#### [Request]
Render the part of the listing below from the line with "In this exercise you will indicate the pine tree in" up to and including the line with "[(1034, 386), (73, 89)]" as a JSON list of strings, one string per line. Skip blank lines and leave the pictures out.

#### [The input]
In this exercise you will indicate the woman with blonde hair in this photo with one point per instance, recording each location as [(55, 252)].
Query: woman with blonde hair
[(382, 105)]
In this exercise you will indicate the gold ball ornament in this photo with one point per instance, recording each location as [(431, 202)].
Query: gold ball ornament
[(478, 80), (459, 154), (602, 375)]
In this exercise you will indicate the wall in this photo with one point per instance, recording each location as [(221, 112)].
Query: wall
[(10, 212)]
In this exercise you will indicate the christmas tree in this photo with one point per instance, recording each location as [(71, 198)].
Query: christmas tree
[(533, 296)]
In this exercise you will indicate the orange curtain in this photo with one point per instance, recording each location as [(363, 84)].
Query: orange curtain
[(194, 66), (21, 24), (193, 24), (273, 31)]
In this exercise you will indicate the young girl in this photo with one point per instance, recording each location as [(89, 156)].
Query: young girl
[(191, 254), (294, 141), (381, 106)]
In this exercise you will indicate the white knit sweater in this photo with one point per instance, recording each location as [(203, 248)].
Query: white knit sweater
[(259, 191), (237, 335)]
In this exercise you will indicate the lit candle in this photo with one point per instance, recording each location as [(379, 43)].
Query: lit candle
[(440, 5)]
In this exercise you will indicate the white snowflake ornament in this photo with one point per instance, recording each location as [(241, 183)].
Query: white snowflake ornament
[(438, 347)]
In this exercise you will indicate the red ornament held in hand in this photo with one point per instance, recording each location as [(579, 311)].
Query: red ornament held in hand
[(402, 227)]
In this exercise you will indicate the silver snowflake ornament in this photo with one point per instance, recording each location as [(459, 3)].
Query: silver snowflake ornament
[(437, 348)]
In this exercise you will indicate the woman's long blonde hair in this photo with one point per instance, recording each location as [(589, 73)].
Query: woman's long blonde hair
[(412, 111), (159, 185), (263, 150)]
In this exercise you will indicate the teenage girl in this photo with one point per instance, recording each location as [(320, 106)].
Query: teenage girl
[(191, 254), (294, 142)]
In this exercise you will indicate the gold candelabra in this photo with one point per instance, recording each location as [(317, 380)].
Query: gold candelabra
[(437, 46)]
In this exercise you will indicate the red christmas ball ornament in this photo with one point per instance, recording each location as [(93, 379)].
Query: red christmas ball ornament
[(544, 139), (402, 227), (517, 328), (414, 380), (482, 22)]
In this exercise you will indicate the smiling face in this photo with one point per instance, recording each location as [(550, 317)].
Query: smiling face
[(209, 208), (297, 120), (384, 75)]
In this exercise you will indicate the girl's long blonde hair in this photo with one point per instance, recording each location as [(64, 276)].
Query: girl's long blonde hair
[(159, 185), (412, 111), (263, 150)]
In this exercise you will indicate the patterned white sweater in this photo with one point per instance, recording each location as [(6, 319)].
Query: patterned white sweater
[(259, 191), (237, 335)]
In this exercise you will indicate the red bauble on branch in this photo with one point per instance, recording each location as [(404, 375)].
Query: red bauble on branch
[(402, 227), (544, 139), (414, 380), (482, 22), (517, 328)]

--

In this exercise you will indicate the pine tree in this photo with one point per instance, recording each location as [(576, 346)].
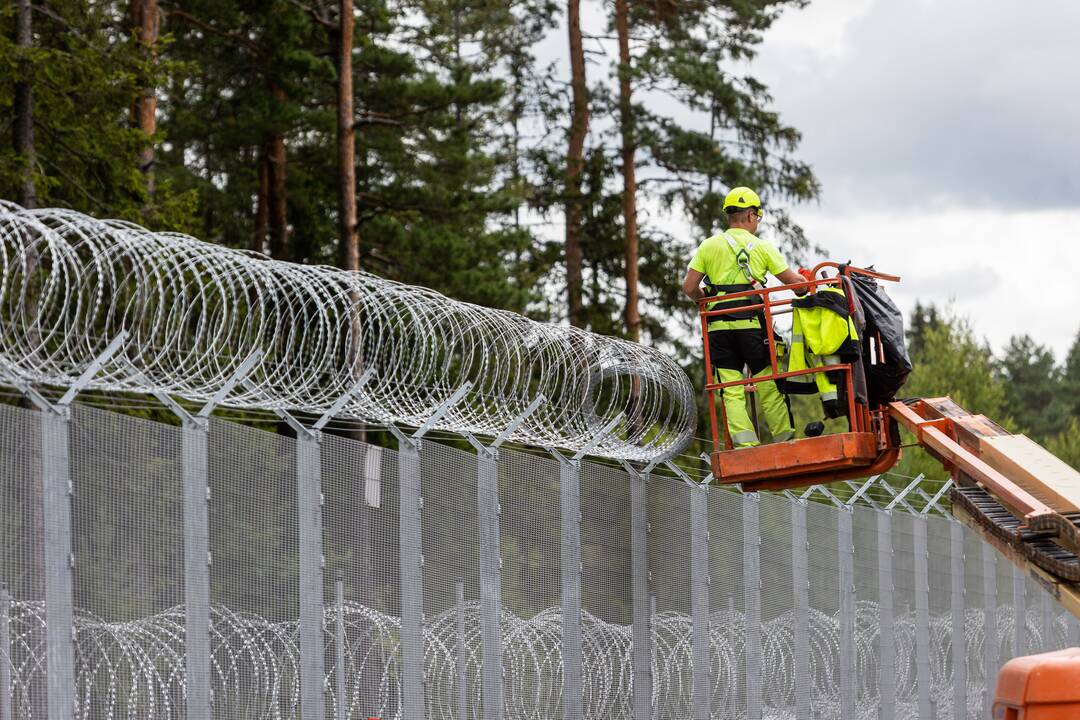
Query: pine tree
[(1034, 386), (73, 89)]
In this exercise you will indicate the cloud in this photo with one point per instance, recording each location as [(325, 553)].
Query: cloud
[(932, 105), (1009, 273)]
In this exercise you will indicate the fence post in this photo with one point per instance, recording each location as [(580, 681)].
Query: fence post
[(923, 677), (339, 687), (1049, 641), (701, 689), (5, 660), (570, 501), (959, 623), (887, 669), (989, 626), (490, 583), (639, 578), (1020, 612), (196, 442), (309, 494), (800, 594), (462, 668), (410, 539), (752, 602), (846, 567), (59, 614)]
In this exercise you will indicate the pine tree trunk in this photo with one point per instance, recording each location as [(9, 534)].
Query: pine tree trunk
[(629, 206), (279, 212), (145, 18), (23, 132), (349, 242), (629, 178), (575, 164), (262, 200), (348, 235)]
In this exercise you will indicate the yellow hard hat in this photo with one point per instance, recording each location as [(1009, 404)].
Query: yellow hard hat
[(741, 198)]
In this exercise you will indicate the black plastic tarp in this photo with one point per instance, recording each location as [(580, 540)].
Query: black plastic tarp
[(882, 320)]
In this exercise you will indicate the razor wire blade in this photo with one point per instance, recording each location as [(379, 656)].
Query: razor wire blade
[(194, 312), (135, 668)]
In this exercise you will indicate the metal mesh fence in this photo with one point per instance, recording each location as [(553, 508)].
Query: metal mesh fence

#### [Task response]
[
  "In this exercise you will indicate the pine tree in this photo with one point per instance, recording each location as [(576, 346)].",
  "Query: pine tree",
  "[(1034, 386), (73, 89)]"
]